• [SELECTION]:
◇ ◇ ◇ ◇ ◇ ◇ ◇

By default, Linux distributions ship with a number of system maintenance tasks. On Red Hat Enterprise Linux (and CentOS, and OEL, etc.) they are scheduled via shell scripts in the /etc/cron.* directories, and executed by anacron.
The problem is, there’s usually a default time they are executed, like 0400. And when you have 300 RHEL virtual machines all rotating their logs at 0400 you start seeing storage and CPU performance problems, as copies are made and logs are compressed. This can be true of hosts attached to SAN/centralized storage, too.
If we ignore backup windows[0], my RHEL 5 hosts had three main offenders:
/etc/cron.daily/logrotate: kicks off /usr/sbin/logrotate to trim and compress log files in /var/log.
/etc/cron.daily/mlocate.cron: part of the mlocate package, which indexes all of the files on a host so you can type “locate searchstring” and find all the files on the host with “searchstring” in the name.
/etc/cron.daily/tmpwatch: kicks off /usr/sbin/tmpwatch, which helps keep /tmp free and clear of cruft. Some hosts end up having quite a bit of stuff handled by tmpwatch, due to application admin decisions (session data, temp logs, all sorts of things). That’s fine, but I just need to compensate for it.
When you’re dealing with load issues you have a few things you can do. You could eliminate the work that needs to be done. You could make the process to do the work more efficient. You can put limits on the workload to cap the resource consumption. Or you could postpone the work to a more opportune time.
For logrotate I did two things. First, we started shipping our logs off the VMs to a remote syslog host, which eliminated the need to keep a lot of logs around locally. This saved space and the need to compress & move a lot of data. Second, it turned out that nobody who relies on logrotate actually really cares when it runs[1], just so long as it keeps the file sizes manageable. So I amended /etc/cron.daily/logrotate to include the following at the top:
# Delay execution for as much as 32768/5 seconds
/bin/sleep $(($RANDOM/5))
That delays the script by up to 2 hours. In bash, $RANDOM will give you a number between 0 and 32768, so to determine the divisor you need you divide 32768 by the max number of seconds you want to delay. 32768/7200 = 4.55, which I rounded up to 5.

◇ ◇ ◇ ◇ ◇ ◇ ◇

Items stored from a collection:
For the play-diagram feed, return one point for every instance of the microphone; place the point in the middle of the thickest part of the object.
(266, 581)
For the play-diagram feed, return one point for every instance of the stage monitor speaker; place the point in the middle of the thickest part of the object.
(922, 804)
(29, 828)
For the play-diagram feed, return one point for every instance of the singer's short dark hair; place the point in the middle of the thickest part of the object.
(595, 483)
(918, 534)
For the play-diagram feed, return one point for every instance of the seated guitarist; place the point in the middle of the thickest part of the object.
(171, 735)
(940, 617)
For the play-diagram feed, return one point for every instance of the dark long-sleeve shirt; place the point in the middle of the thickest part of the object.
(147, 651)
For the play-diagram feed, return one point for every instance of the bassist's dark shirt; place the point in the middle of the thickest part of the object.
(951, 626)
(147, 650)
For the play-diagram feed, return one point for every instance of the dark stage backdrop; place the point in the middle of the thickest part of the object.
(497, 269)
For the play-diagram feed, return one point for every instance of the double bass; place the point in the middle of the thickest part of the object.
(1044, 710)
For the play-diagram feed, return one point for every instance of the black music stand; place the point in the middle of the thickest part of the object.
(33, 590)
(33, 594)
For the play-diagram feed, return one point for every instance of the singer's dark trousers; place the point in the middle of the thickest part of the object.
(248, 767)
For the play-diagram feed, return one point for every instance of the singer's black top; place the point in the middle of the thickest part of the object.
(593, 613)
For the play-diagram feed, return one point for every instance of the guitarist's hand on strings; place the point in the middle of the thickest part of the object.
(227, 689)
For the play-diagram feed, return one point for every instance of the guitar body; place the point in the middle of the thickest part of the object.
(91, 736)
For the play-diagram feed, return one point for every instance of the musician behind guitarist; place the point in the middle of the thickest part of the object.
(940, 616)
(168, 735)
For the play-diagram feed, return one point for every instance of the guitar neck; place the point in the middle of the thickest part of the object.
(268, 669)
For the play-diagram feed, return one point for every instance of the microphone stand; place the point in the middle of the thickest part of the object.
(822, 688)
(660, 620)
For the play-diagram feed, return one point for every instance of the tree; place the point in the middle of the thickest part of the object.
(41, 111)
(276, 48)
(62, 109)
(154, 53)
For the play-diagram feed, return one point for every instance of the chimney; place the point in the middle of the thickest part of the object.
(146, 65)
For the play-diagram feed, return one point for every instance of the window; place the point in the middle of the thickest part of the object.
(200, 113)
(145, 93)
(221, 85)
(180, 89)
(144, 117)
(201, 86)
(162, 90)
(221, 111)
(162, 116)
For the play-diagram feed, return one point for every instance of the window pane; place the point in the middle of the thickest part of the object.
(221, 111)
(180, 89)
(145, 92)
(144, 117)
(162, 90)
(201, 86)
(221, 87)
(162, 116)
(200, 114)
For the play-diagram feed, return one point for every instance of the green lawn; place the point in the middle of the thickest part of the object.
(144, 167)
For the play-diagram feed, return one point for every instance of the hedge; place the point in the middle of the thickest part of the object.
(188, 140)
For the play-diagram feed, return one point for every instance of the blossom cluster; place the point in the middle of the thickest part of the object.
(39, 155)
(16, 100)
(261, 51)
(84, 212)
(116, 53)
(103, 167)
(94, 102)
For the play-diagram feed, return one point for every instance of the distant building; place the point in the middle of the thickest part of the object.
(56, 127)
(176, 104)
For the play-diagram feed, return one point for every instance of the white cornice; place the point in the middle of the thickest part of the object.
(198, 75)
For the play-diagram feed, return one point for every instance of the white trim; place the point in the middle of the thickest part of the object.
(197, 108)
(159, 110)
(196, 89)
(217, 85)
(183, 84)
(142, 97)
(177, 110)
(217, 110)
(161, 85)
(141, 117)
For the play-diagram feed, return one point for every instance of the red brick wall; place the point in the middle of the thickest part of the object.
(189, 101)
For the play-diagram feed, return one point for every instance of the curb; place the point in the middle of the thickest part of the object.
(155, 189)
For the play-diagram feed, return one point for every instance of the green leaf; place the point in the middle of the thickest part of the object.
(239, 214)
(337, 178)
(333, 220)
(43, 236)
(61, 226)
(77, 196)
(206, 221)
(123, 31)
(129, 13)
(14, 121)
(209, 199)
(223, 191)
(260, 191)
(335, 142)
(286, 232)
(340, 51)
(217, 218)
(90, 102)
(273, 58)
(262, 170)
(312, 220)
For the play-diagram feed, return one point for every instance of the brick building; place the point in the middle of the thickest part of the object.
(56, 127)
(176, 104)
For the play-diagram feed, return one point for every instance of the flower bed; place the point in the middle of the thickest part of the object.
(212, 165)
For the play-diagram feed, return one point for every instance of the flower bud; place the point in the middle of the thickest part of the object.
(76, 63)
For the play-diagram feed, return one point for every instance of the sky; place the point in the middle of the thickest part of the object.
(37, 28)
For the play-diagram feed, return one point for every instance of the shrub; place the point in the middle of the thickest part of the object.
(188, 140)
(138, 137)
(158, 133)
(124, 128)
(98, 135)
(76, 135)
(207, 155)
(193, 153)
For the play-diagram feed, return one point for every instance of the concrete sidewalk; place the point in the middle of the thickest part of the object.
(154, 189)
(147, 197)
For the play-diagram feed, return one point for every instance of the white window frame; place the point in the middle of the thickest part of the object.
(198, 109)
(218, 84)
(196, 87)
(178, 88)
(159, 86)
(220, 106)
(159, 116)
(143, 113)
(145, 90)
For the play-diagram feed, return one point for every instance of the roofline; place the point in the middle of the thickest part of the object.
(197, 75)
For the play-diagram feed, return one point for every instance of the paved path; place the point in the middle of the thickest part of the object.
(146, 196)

◇ ◇ ◇ ◇ ◇ ◇ ◇

Write out the section of the article on staggering RHEL maintenance jobs between "When you’re dealing" and "more opportune time.", inclusive.

• [WRITTEN SOLUTION]:
When you’re dealing with load issues you have a few things you can do. You could eliminate the work that needs to be done. You could make the process to do the work more efficient. You can put limits on the workload to cap the resource consumption. Or you could postpone the work to a more opportune time.